* [Try it]
Continue the account of the Jenolan Caves House lease below from after its last sentence, ignoring the lines that come after it.

[Document excerpt Boundary: Start]

In 2005, the Jenolan Caves House lessee experienced financial difficulty following a decision by the government to not reappoint the Jenolan Caves Reserve Trust (the Trust) Board. It meant the government breached the National Park and Wildlife Act; it was in breach of the Services Agreement. At the same time, St George Bank (the bank) recalled the lessee’s loan. The bank appointed Receivers and Managers and, on 6 June 2006, wrote to the lessee stating the lease had not been offered for sale nor had the government received any unsolicited offers. 

Ten days later, on 16 June 2006, the lessee filed a complaint with St George Bank’s Chairman, Mr. John Thame. It noted the bank must comply with the 2003 Code of Banking Practice. This was an essential part of the lessee’s loan contract, setting out the rights of the bank’s customers. The clauses referred to the St George Bank’s Chair included 25.2. It required banks to “try to help customers overcome financial difficulties.” The Chair also referred to clause 35.3, stating the bank will “within 21 days … complete its investigation and inform the customer of the outcome.” These practices did not happen. 

Instead of complying with this Code, the bank sold the property, with all furnishings in the hotel, to the government at 10% of the bank’s own valuation. As a result, many people like us working for the businesses suffered damages. 

This is our story. 

In 1990, a 99-year lease of Caves House was granted to Jenolan Caves Resort Pty Ltd (JCR), and there was a Jenolan Caves Reserve Trust (the Trust) Board set up by an earlier Liberal Government. JCR and the Trust were members of the NSW Public Private Partnership. The members were bound by conditions in three commercially defining documents: the Lease, the Service Agreement, and the Plan of Management.  

In 1996, the Trust Board was restructured, removing most of its commercial members. The performance of the Trust suffered, and infrastructure maintenance backlogs occurred. From 2002, there were frequent and serious breaches to the Trust’s obligations to comply with the Plan of Management and to provide clean and potable water.  

In July 2003, the Trust carried out a review of Jenolan Caves Water Supply, which noted “water failures cause severe constraints on the operation of Caves House”. In August, the Trust Chairman, Mr. Richard McKay stated the Trust’s infrastructure was aging and that he had requested funding from the Treasury to replace breaking pipes.

[Document excerpt Boundary: End]
[Extracted information Boundary: Start]

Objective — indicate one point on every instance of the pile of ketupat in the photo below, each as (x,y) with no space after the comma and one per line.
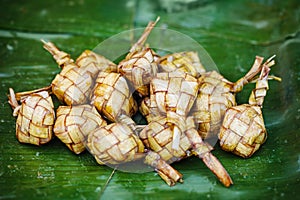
(183,104)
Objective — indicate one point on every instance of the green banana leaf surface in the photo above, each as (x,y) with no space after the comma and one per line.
(232,32)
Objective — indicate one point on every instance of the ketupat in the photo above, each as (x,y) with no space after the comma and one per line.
(35,115)
(74,123)
(215,95)
(243,130)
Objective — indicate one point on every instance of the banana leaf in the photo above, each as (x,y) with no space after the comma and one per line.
(232,32)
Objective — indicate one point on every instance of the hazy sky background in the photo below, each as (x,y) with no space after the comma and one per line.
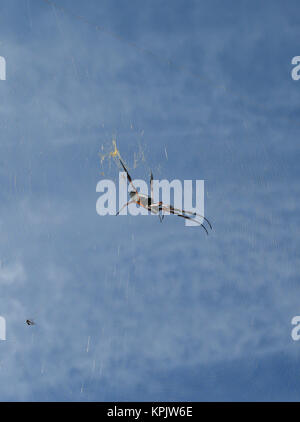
(127,308)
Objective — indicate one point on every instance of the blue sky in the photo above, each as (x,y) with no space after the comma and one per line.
(127,308)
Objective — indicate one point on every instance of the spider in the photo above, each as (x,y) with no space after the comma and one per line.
(155,208)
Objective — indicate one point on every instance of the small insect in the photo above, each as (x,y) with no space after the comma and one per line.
(158,207)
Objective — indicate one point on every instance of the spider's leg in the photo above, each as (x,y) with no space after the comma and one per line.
(191,213)
(128,176)
(189,218)
(126,205)
(177,212)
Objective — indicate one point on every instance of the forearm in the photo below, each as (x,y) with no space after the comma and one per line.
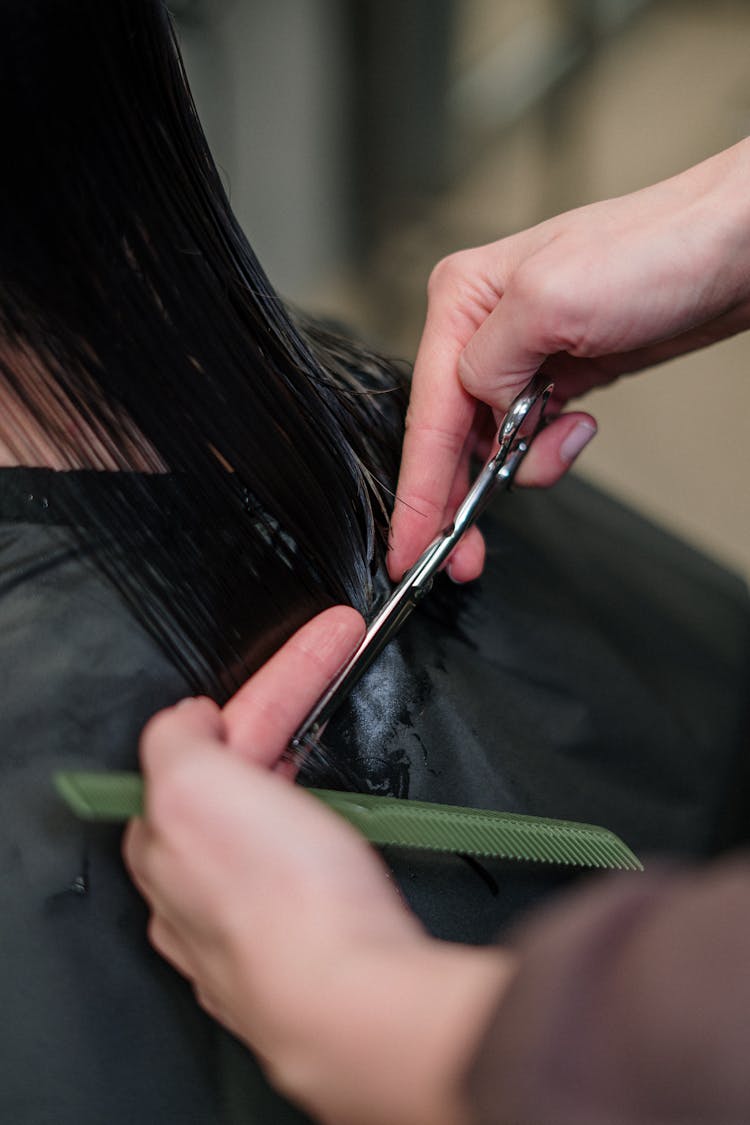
(395,1037)
(631,1004)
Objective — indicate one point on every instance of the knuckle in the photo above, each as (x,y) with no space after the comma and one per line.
(468,372)
(445,273)
(553,298)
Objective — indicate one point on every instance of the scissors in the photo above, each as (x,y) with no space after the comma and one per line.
(516,433)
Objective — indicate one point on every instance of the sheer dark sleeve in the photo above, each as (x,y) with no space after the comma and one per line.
(632,1005)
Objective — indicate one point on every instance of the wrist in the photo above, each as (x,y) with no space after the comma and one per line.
(392,1038)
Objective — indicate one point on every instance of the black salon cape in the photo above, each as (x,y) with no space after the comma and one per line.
(597,672)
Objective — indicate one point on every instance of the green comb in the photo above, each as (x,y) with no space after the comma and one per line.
(385,820)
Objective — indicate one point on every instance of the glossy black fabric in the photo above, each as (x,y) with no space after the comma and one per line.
(597,672)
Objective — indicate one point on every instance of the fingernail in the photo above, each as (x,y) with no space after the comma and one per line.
(449,572)
(578,438)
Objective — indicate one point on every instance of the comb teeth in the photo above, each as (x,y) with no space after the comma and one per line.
(480,833)
(387,820)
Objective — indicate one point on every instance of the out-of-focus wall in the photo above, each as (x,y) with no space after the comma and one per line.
(363,140)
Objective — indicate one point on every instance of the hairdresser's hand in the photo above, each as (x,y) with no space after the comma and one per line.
(285,919)
(590,295)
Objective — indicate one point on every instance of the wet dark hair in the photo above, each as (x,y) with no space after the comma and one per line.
(256,452)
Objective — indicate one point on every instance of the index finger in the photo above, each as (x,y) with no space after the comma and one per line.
(263,716)
(437,425)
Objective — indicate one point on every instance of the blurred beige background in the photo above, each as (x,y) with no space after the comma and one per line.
(362,140)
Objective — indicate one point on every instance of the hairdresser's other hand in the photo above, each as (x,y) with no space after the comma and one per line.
(590,295)
(285,919)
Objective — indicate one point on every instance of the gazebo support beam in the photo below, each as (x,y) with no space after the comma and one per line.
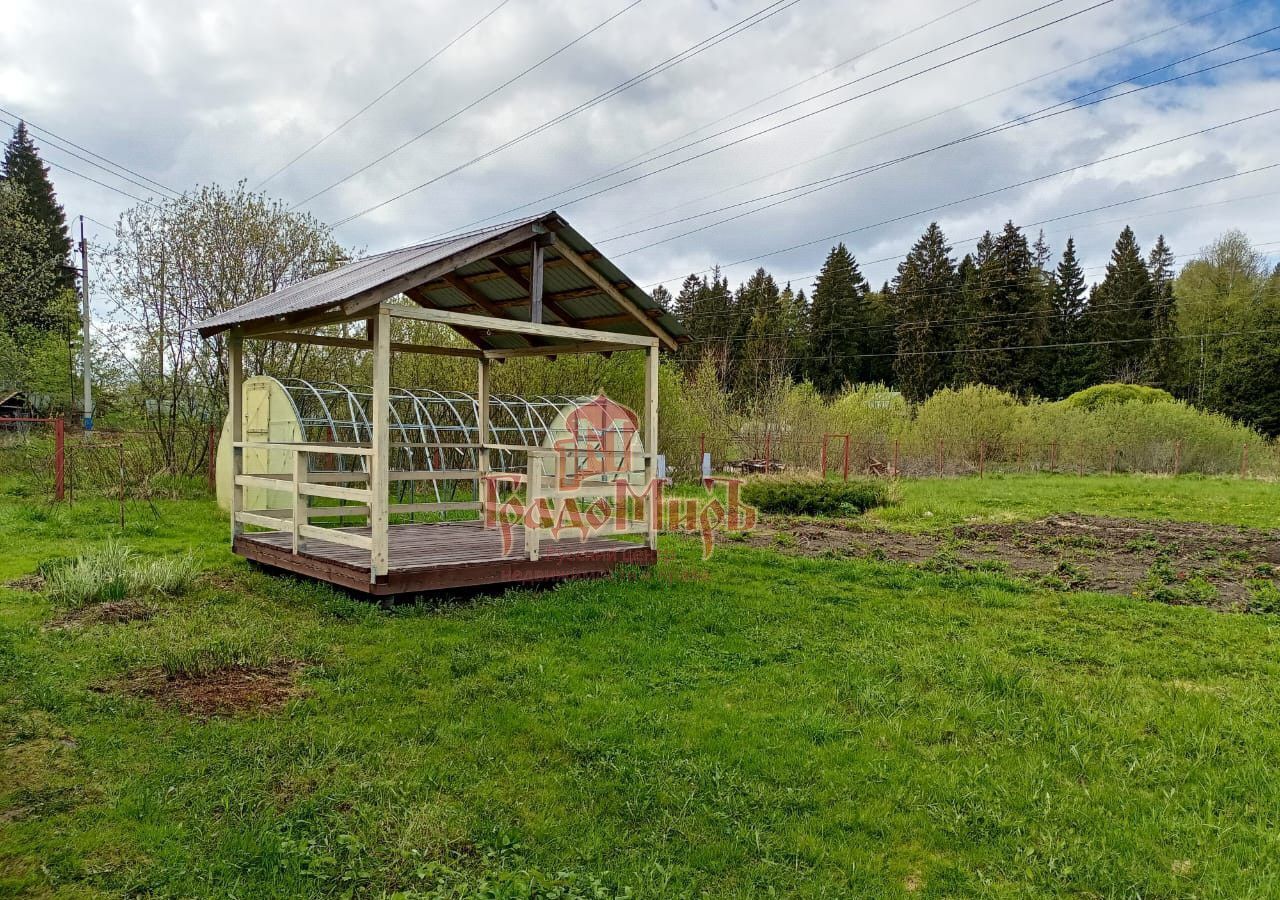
(236,419)
(379,462)
(356,343)
(510,325)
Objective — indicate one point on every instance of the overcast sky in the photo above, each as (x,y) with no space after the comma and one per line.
(234,90)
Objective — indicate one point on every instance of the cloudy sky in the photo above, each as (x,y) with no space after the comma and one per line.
(778,128)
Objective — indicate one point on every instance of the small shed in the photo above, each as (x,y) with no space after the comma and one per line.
(533,287)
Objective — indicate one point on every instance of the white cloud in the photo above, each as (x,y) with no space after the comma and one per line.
(233,91)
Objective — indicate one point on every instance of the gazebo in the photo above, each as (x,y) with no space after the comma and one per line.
(533,287)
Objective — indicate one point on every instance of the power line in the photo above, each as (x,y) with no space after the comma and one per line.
(800,103)
(808,78)
(1018,184)
(470,105)
(840,178)
(927,118)
(56,142)
(1002,350)
(671,62)
(384,94)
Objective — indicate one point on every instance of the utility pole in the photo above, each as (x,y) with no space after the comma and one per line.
(86,368)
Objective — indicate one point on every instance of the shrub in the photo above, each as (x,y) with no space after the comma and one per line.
(814,497)
(964,419)
(113,572)
(1107,394)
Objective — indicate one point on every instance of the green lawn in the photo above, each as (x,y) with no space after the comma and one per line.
(754,723)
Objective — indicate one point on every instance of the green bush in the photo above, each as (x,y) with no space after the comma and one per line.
(114,572)
(1107,394)
(814,497)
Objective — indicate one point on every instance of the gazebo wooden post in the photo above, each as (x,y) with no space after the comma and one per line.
(379,462)
(650,443)
(236,416)
(483,432)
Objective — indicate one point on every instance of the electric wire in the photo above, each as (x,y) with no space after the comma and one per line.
(470,105)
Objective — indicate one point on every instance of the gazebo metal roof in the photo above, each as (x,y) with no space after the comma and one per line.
(487,272)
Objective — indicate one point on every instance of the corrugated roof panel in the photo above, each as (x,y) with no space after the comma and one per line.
(327,289)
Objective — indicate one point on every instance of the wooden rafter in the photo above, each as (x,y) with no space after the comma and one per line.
(549,300)
(613,293)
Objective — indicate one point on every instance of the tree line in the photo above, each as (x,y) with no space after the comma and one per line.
(1008,315)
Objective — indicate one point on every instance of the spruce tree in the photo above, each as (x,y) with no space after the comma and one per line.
(924,296)
(1009,307)
(839,320)
(760,348)
(1123,313)
(1162,357)
(24,169)
(1069,368)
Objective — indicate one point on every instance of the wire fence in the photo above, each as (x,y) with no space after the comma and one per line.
(764,450)
(46,458)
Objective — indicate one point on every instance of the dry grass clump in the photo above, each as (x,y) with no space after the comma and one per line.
(114,572)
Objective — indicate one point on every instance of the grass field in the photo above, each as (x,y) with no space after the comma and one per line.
(758,722)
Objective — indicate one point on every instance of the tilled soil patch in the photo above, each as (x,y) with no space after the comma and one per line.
(1215,566)
(104,613)
(227,690)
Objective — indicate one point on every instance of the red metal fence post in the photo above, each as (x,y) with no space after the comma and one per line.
(213,460)
(59,460)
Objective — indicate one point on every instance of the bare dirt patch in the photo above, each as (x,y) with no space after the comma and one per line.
(1215,566)
(104,613)
(223,691)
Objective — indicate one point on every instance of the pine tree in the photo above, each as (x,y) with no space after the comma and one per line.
(924,295)
(1069,369)
(839,320)
(1009,306)
(23,168)
(705,309)
(1162,357)
(1123,313)
(1041,254)
(762,353)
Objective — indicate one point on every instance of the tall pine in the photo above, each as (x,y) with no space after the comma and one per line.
(1068,370)
(837,321)
(926,296)
(1009,309)
(27,172)
(1162,357)
(1121,313)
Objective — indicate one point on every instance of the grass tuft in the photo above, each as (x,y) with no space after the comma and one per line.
(816,497)
(114,572)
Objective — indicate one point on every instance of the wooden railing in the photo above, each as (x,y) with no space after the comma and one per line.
(305,484)
(542,487)
(539,480)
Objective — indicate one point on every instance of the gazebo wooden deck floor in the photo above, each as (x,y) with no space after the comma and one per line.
(442,557)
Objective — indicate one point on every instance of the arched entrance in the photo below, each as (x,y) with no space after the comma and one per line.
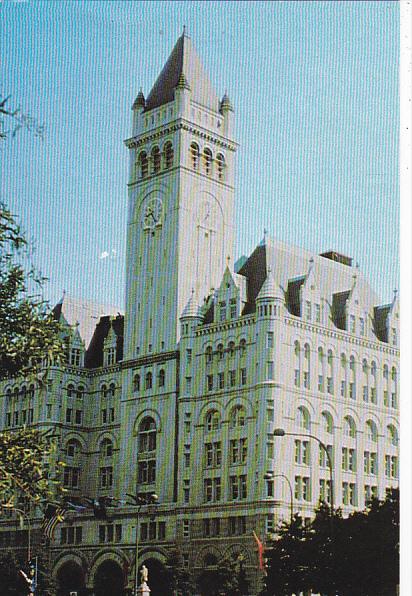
(109,579)
(70,578)
(157,581)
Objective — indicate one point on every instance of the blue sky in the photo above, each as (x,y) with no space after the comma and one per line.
(315,91)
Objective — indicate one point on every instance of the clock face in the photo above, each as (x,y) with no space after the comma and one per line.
(152,214)
(206,216)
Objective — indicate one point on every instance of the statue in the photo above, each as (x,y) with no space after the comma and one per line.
(144,574)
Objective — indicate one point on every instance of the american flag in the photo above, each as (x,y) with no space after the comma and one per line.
(53,515)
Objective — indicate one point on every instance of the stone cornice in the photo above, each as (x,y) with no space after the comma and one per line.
(176,125)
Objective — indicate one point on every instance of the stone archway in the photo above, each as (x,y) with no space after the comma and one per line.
(109,579)
(157,577)
(70,578)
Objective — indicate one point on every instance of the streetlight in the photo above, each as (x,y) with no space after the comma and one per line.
(139,501)
(279,432)
(270,475)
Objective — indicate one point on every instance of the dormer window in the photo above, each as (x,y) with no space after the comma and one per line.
(111,356)
(74,357)
(222,311)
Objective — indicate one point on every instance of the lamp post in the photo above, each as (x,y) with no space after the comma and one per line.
(139,501)
(270,475)
(279,432)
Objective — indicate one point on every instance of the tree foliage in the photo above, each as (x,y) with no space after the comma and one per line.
(28,332)
(357,556)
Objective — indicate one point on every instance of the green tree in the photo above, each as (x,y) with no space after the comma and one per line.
(29,338)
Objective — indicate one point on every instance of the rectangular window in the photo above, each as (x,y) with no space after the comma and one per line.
(329,382)
(221,380)
(362,326)
(186,528)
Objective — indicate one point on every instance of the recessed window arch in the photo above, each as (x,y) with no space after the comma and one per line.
(161,377)
(147,435)
(195,155)
(392,435)
(371,431)
(106,448)
(143,164)
(148,380)
(327,421)
(212,420)
(156,159)
(303,418)
(168,155)
(237,417)
(349,427)
(73,448)
(207,158)
(136,382)
(220,163)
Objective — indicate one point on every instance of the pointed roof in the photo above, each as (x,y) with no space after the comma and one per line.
(270,289)
(183,64)
(192,308)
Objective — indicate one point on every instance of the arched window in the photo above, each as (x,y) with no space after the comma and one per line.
(73,448)
(220,351)
(148,380)
(371,431)
(147,435)
(303,418)
(156,160)
(392,435)
(349,427)
(195,153)
(168,155)
(220,162)
(207,156)
(209,354)
(327,421)
(106,448)
(212,420)
(237,417)
(143,164)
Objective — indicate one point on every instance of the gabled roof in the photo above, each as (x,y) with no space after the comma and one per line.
(184,64)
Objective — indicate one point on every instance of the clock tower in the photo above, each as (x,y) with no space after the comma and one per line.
(181,200)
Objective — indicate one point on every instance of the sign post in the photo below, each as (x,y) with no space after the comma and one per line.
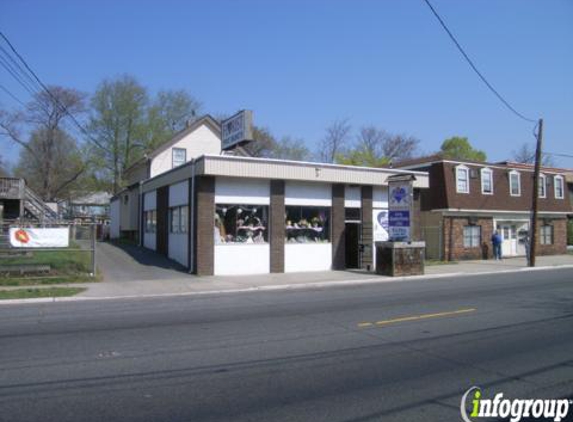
(400,207)
(400,255)
(237,129)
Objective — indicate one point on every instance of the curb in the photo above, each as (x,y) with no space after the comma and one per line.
(266,288)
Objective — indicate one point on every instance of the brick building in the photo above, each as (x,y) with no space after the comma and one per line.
(467,201)
(219,213)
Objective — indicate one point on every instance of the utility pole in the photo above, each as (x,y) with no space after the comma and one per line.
(534,197)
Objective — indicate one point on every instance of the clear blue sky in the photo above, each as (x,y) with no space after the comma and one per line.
(301,64)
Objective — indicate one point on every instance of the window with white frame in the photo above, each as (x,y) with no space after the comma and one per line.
(546,235)
(178,219)
(179,156)
(542,186)
(150,218)
(462,179)
(241,223)
(487,181)
(472,236)
(559,187)
(514,183)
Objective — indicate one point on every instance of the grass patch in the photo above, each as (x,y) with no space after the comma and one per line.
(39,281)
(34,293)
(63,261)
(430,262)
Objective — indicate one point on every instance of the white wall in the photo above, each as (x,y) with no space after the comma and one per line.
(308,193)
(242,191)
(352,197)
(150,201)
(179,194)
(380,197)
(242,259)
(308,257)
(199,142)
(114,210)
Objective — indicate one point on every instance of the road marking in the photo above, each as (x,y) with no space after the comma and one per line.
(415,318)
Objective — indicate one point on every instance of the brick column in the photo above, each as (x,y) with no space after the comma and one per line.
(205,225)
(162,220)
(338,238)
(367,228)
(277,226)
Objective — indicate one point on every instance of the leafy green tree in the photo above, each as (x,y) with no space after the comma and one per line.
(291,149)
(459,148)
(526,154)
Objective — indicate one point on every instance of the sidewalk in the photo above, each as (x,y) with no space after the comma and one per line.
(172,281)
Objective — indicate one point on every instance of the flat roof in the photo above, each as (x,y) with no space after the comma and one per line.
(269,168)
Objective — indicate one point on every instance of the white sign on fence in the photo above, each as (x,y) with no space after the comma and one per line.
(40,237)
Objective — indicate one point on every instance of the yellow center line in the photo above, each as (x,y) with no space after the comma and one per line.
(416,318)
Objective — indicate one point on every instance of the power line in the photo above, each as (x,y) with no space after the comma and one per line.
(555,154)
(3,88)
(473,66)
(54,98)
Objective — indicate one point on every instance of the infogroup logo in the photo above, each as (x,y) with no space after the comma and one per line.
(515,409)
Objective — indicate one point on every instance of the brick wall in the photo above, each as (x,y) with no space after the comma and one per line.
(277,226)
(559,245)
(367,229)
(454,238)
(205,215)
(338,239)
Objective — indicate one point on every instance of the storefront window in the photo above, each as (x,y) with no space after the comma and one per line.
(241,224)
(547,235)
(307,224)
(150,218)
(178,218)
(472,236)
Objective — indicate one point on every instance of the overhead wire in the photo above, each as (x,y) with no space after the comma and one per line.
(56,101)
(474,67)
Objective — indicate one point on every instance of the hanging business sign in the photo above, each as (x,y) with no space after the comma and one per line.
(400,201)
(380,225)
(237,129)
(40,237)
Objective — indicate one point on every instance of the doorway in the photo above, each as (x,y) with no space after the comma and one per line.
(352,245)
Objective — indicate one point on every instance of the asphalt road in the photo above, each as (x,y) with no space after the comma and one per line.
(402,351)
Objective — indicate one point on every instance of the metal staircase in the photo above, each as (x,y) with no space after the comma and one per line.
(37,209)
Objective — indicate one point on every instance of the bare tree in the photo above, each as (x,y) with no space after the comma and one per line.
(335,140)
(376,148)
(400,147)
(49,143)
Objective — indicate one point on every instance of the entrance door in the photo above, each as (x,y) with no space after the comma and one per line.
(509,236)
(352,240)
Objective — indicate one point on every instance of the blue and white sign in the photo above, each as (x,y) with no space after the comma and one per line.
(400,200)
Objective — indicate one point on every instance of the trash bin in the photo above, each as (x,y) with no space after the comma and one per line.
(400,258)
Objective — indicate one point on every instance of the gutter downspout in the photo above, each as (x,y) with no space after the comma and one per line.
(140,214)
(191,226)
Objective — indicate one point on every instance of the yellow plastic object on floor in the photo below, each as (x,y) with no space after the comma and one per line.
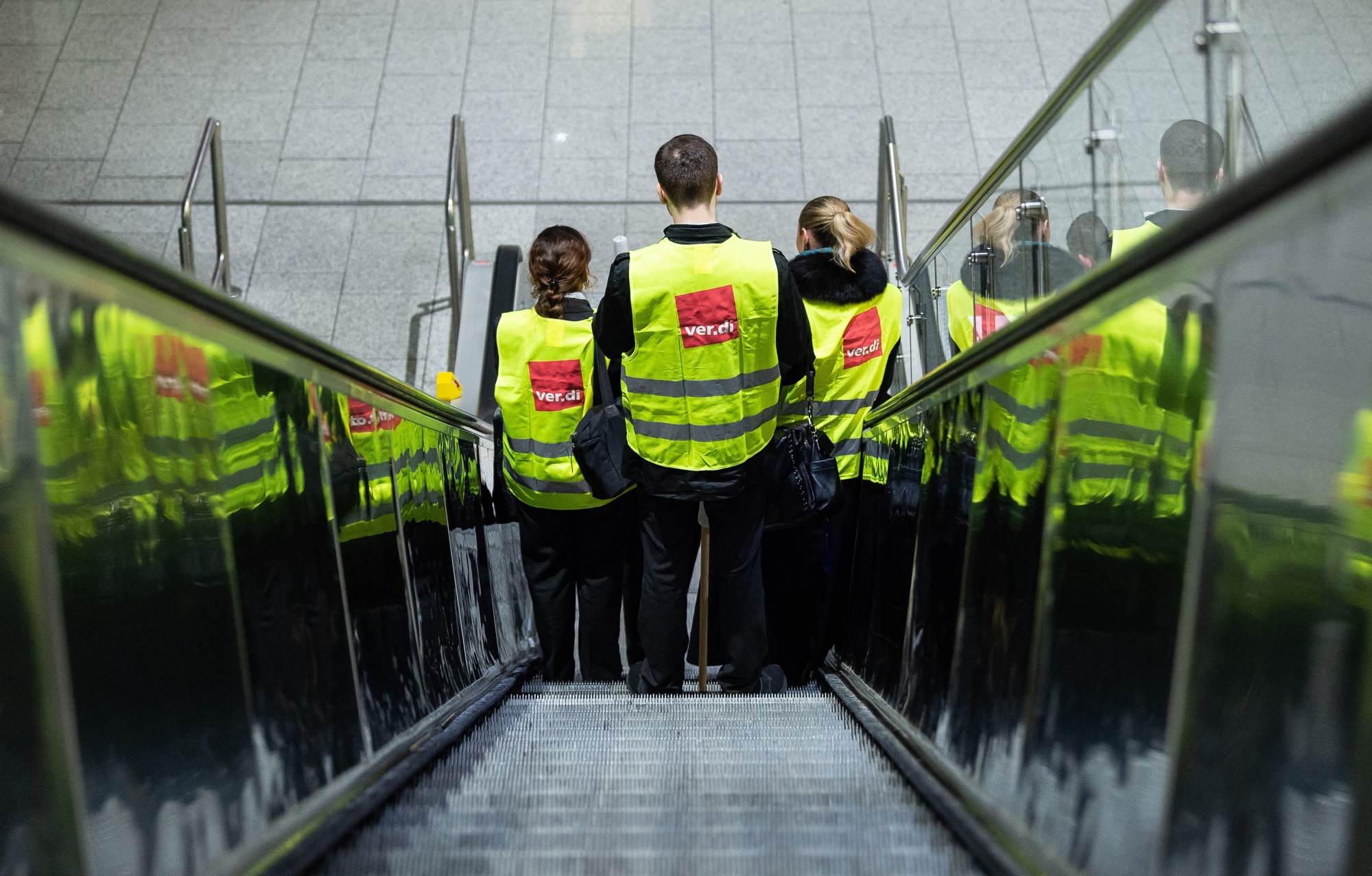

[Extracted information Boundary: End]

* [Response to this exercise]
For the next three years, water problems at Jenolan Caves damaged all the businesses, and they could not operate profitably. The concerns were referred to the Trust, Office of Environment, Department of Premier and Cabinet, and government several ministers. These problems included an intermittent water supply, failure by the Trust to maintain and clean pipes, failure to replace lids on tanks, and failure to filter the water. As a result, the water was often muddy in colour and the hot water supply to the hotel failed frequently. 

The most important consequence of the Trust’s water failures was the presence of E-coli and other contaminants which were revealed through independent water tests. Guests to the hotel were reporting stomach problems after drinking the water and the resort was required to provide bottled water to the hotel’s visitors.  

In addition, tourist numbers at Jenolan Caves had fallen dramatically from 272,443 in 1996/97 to 214,453 in 2002/03. The decline in visitor numbers occurred following the restricting, by the new government, of the Trust Board with few commercial members. This greatly concerned the Jenolan Caves businesses. The businesses also expressed a view that declining visitor numbers were the result of increased ticket prices.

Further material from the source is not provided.